▸ **The input**
----

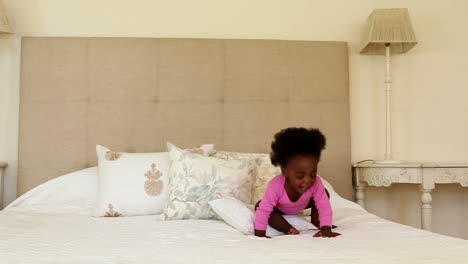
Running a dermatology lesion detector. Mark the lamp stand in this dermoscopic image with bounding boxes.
[374,43,401,163]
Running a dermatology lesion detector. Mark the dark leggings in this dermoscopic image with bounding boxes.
[255,189,330,234]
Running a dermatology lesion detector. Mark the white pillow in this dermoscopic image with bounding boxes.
[161,143,253,220]
[94,145,213,217]
[209,198,316,236]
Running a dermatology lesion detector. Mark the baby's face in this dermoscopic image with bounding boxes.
[281,155,318,194]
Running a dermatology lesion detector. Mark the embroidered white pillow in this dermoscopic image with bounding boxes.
[209,198,316,236]
[161,143,253,220]
[94,144,213,217]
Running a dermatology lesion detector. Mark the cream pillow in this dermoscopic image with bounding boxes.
[94,144,213,217]
[161,143,253,220]
[209,198,316,236]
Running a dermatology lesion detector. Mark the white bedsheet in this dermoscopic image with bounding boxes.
[0,193,468,264]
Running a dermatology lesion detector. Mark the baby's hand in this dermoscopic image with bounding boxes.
[314,226,341,237]
[288,227,299,235]
[254,229,271,238]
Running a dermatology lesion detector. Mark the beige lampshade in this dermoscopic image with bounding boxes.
[0,0,13,34]
[361,8,418,55]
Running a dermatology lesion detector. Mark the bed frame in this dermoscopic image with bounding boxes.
[18,37,352,199]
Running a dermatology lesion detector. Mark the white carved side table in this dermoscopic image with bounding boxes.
[353,161,468,231]
[0,161,8,210]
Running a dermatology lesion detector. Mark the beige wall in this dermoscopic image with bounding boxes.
[0,0,468,239]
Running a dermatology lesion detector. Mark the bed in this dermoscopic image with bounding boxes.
[0,37,468,263]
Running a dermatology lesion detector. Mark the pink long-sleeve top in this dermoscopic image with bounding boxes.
[255,174,333,230]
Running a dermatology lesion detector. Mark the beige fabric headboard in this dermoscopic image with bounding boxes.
[18,37,352,198]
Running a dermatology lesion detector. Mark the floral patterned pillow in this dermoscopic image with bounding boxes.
[161,143,253,220]
[211,151,281,204]
[94,144,213,217]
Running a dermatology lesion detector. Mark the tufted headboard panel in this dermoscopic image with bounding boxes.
[18,37,352,198]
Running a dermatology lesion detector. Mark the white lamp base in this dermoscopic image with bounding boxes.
[373,160,403,164]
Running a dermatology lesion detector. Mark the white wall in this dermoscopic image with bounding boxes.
[0,0,468,239]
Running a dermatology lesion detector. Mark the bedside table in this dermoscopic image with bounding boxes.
[0,161,8,210]
[353,161,468,231]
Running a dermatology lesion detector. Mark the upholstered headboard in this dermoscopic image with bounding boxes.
[18,37,352,198]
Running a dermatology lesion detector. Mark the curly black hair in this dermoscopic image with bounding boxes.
[270,127,326,167]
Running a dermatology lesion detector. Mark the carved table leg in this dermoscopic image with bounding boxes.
[421,188,432,231]
[356,182,366,209]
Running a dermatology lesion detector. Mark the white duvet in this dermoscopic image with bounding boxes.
[0,168,468,264]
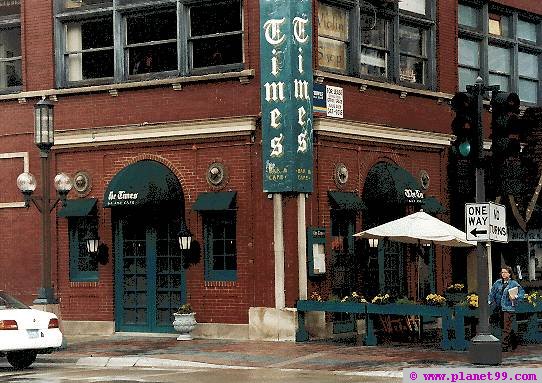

----

Add -56 to each bounding box coordinate while copying out everything from the line containing "Running a dermatology lesion detector. Mark the white lamp" down through the last of the lines, keeping all the text of those lines. Omit the pictures.

▸ **Output of the task**
Running a dermatology lesion detector. Mark the white lamp base in this dermoscopic image with bounding boxes.
[317,104,347,108]
Running a dermatology lesion detector. Mark the white wall in this dermoscopic image with bounding boxes.
[-56,-56,412,183]
Running a dermatology lesion detector. Mark the bedside table in this dermoscopic image with bounding boxes.
[-56,105,-48,154]
[297,105,412,175]
Running a dermatology lesion detector. Mark the upholstered headboard in this dermoscopic image with bounding boxes.
[-38,-19,296,142]
Running a dermatology lesion detector. Mark the curly black hair in this dermoscopic image with bounding boxes.
[214,71,270,111]
Running a dermatology lesion detector. Mark the carved table leg in this dermoscopic image with bounding boxes.
[365,132,376,175]
[300,126,310,153]
Running a dermatology lesion detector. Mark the white duvet in this dermoscopic image with bounding boxes.
[-56,112,412,208]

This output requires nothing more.